Aufgaben
a – Beantworte zum Text über das Leben als Risikopatientin in der Coronazeit diese Fragen, jede in einer Zeile:
(i) Warum muss die Schreiberin unbedingt zu Hause bleiben?
(ii) Wovor hatte sie nach den Rezidiven Angst?
(iii) Was muss sie laut Text wieder finden?
b – Schreib den Text über das Leben als Risikopatientin in der Coronazeit nach seinem letzten Satz weiter.

Textausschnitt
===
Ich muss trotzdem zugeben, dass diese Zeiten aufgrund des Coronavirus nicht einfach sind. Aufgrund meiner Krankheitsgeschichte bin ich eine Risikopatientin und muss unbedingt zu Hause bleiben. Ich glaube, dass ich meinen Überlebensmodus wieder reaktiviert habe. Nach den Rezidiven, als es mir dann wieder besser ging, wollte ich nicht mehr als normal zu leben. Dennoch hatte ich danach Angst vor Krankheiten und wieder einen Rückfall zu erleiden und habe deshalb diesen Überlebensmodus für gewisse Situationen wie die heutige behalten. Ich muss wieder Zuversicht in meiner Gesundheit finden. Ich denke, dadurch kann ich diese Situation in der Ausgangssperre aushalten und keine Angst mehr haben.

Dank dieser Erfahrung habe ich jetzt ein grossartiges Leben.

Ist dein heutiger Überlebensmodus derselbe, wie der während du krank warst?
===
Gegebene Daten
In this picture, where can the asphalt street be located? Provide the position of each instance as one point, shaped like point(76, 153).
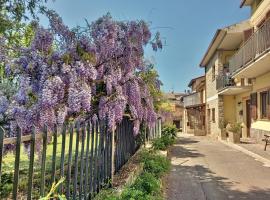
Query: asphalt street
point(204, 169)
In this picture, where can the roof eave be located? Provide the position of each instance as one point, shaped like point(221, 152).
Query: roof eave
point(242, 3)
point(214, 40)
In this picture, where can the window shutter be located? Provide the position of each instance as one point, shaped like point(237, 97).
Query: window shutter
point(268, 104)
point(253, 103)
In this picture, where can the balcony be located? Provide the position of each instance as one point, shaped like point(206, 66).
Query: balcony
point(253, 58)
point(227, 86)
point(193, 99)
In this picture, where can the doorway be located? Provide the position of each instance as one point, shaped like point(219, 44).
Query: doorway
point(248, 117)
point(177, 123)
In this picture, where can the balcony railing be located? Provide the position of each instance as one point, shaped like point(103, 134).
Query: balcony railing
point(193, 99)
point(224, 81)
point(255, 46)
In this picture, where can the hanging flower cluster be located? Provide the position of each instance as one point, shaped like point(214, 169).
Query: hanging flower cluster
point(65, 74)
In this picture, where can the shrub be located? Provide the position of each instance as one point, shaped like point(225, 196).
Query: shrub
point(155, 164)
point(147, 183)
point(168, 135)
point(163, 143)
point(170, 130)
point(134, 194)
point(108, 194)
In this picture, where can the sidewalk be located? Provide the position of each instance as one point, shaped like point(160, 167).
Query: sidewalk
point(253, 149)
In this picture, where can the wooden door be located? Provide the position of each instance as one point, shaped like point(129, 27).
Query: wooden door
point(248, 117)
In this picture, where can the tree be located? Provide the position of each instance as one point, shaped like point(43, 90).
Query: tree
point(66, 75)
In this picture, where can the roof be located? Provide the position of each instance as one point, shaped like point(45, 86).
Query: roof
point(235, 30)
point(194, 79)
point(242, 3)
point(245, 3)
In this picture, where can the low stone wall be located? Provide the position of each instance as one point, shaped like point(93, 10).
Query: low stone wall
point(258, 134)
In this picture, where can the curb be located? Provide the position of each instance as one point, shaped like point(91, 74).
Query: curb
point(266, 162)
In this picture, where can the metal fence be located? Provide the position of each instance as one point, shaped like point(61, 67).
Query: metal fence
point(81, 152)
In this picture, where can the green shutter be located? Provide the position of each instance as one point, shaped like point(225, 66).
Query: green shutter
point(253, 102)
point(268, 104)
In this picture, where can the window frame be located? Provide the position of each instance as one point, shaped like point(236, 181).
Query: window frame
point(213, 110)
point(213, 72)
point(263, 108)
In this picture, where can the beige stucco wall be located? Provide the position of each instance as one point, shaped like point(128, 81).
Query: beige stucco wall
point(259, 84)
point(229, 109)
point(213, 126)
point(212, 96)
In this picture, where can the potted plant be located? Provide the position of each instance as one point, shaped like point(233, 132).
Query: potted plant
point(234, 131)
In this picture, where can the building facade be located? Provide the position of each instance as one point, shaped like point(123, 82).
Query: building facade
point(237, 70)
point(194, 108)
point(176, 116)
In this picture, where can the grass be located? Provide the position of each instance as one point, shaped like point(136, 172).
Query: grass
point(148, 185)
point(9, 161)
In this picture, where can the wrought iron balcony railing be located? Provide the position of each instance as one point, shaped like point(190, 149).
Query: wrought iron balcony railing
point(254, 47)
point(224, 81)
point(193, 99)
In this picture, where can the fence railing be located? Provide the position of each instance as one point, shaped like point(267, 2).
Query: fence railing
point(254, 47)
point(193, 99)
point(224, 81)
point(81, 152)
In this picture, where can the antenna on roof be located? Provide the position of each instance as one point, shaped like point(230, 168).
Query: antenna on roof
point(172, 89)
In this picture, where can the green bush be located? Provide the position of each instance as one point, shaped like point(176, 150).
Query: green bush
point(134, 194)
point(6, 185)
point(170, 130)
point(147, 183)
point(163, 143)
point(108, 194)
point(154, 163)
point(168, 135)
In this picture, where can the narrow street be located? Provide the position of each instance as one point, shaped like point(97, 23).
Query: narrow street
point(206, 169)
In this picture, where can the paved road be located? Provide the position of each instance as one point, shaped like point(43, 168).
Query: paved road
point(209, 170)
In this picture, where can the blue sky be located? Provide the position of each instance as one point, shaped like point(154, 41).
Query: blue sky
point(187, 27)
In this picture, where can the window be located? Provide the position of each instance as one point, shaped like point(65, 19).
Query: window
point(213, 72)
point(263, 105)
point(213, 115)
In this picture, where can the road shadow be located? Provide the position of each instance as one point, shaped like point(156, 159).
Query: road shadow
point(180, 149)
point(197, 182)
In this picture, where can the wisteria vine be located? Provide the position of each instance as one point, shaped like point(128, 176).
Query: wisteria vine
point(66, 74)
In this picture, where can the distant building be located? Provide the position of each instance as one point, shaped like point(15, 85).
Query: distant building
point(175, 100)
point(194, 107)
point(237, 70)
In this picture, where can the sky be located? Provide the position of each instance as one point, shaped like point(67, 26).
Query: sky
point(186, 26)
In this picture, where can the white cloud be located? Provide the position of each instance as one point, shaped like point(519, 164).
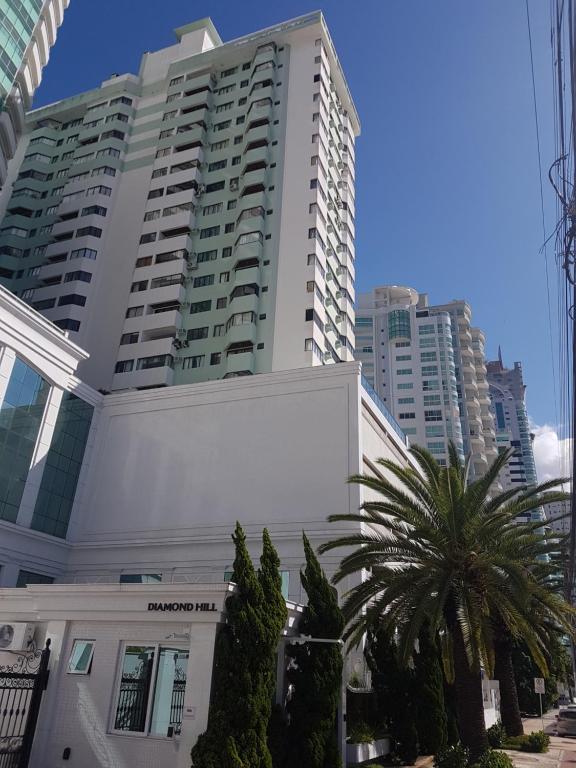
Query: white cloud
point(551, 454)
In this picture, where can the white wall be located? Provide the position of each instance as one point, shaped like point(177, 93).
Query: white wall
point(173, 469)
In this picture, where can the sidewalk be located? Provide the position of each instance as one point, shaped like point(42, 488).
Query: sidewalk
point(562, 752)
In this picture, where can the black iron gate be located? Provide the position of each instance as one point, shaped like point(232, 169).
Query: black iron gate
point(21, 687)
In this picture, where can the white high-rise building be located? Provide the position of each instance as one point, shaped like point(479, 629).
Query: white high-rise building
point(427, 364)
point(508, 405)
point(27, 32)
point(195, 221)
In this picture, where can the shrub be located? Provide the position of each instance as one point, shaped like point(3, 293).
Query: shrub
point(531, 742)
point(496, 735)
point(360, 733)
point(535, 742)
point(455, 756)
point(494, 759)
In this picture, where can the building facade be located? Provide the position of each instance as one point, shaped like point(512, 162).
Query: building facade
point(27, 32)
point(194, 221)
point(427, 363)
point(508, 405)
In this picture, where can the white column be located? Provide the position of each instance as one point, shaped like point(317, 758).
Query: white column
point(198, 685)
point(9, 574)
point(38, 462)
point(7, 359)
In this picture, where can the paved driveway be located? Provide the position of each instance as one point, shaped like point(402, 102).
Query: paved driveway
point(562, 752)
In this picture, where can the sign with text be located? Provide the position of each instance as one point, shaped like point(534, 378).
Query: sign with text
point(183, 607)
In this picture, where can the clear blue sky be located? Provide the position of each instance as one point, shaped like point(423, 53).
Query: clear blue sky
point(447, 176)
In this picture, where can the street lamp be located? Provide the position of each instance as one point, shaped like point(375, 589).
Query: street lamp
point(303, 640)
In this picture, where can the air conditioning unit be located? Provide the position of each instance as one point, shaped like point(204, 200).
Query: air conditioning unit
point(16, 637)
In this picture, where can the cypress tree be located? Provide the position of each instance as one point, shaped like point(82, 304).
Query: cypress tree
point(431, 721)
point(244, 665)
point(396, 692)
point(316, 675)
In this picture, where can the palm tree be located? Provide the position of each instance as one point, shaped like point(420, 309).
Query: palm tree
point(438, 548)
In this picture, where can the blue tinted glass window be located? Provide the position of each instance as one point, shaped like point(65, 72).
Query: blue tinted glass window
point(20, 419)
point(29, 577)
point(501, 421)
point(63, 463)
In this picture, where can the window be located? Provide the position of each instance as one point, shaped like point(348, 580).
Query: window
point(197, 333)
point(200, 306)
point(72, 298)
point(89, 231)
point(66, 324)
point(200, 282)
point(206, 256)
point(81, 657)
point(208, 210)
point(209, 232)
point(129, 338)
point(79, 274)
point(29, 577)
point(124, 366)
point(143, 704)
point(155, 361)
point(96, 210)
point(196, 361)
point(83, 253)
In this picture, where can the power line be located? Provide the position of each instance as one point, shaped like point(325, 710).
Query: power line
point(545, 238)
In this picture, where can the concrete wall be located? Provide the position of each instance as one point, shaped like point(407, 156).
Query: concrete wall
point(173, 469)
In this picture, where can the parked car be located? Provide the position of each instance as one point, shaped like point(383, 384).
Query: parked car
point(566, 722)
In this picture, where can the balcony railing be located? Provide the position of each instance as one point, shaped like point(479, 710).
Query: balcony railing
point(377, 400)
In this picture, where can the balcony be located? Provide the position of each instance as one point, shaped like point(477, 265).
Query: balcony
point(240, 362)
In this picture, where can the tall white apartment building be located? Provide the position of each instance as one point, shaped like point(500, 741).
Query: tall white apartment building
point(195, 221)
point(508, 405)
point(27, 32)
point(427, 364)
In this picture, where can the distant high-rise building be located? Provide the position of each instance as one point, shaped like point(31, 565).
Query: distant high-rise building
point(195, 221)
point(508, 405)
point(427, 364)
point(27, 31)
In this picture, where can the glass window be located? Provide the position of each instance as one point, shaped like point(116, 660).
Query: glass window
point(62, 469)
point(140, 578)
point(151, 691)
point(20, 419)
point(81, 657)
point(29, 577)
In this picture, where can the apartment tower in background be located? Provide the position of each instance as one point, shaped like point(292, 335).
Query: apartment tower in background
point(27, 31)
point(508, 404)
point(195, 221)
point(427, 364)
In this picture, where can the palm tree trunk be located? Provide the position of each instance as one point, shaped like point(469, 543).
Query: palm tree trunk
===
Lösungen
a –
(i) Wegen ihrer Krankheitsgeschichte ist sie eine Risikopatientin.
(ii) Sie hatte Angst vor Krankheiten und davor, wieder einen Rückfall zu erleiden.
(iii) Sie muss wieder Zuversicht in ihre Gesundheit finden.

b –
Nein, ganz und gar nicht. Denn heutzutage kann ich mich in mein Leben und meine Projekte hineinversetzen. Ich bin glücklich und stärker denn je. Ich habe mir meine komplizierte Vergangenheit zu Nutze gemacht und dank meiner Erfahrung habe ich jetzt ein grossartiges Leben. Alle meine Erfahrungen machten mich zu einem anderen Menschen. Heutzutage habe ich beispielsweise Mühe, mich zu beklagen, denn ich weiss, dass mein Leben ein Wunder ist. Ich schätze das Hier und Jetzt noch mehr und konzentriere mich auf die wichtigen Dinge im Leben. Ich mache mir keinen Kopf mehr über Nebensachen. Ausserdem bin ich viel selbstsicherer.

Ich denke, dass sich auch mein Überlebensmodus infolge meiner Krankheit stark verändert hat. In der Tat war ich früher in diesem Überlebensmodus, dank diesem ich heutzutage in einem Lebensmodus bin. Und mein Leben ist schön! Denn dank diesen Erfahrungen bin ich so wie ich bin: immer optimistisch und positiv. Ich musste komplizierte Dinge durchmachen, damit ich leben kann und war noch nie so im Einklang mit mir selbst wie jetzt.

Dank des Überlebensmodus, bin ich im Lebensmodus.

Du bist stark und tapfer. Besitzt du diese Stärke aufgrund deiner Vergangenheit?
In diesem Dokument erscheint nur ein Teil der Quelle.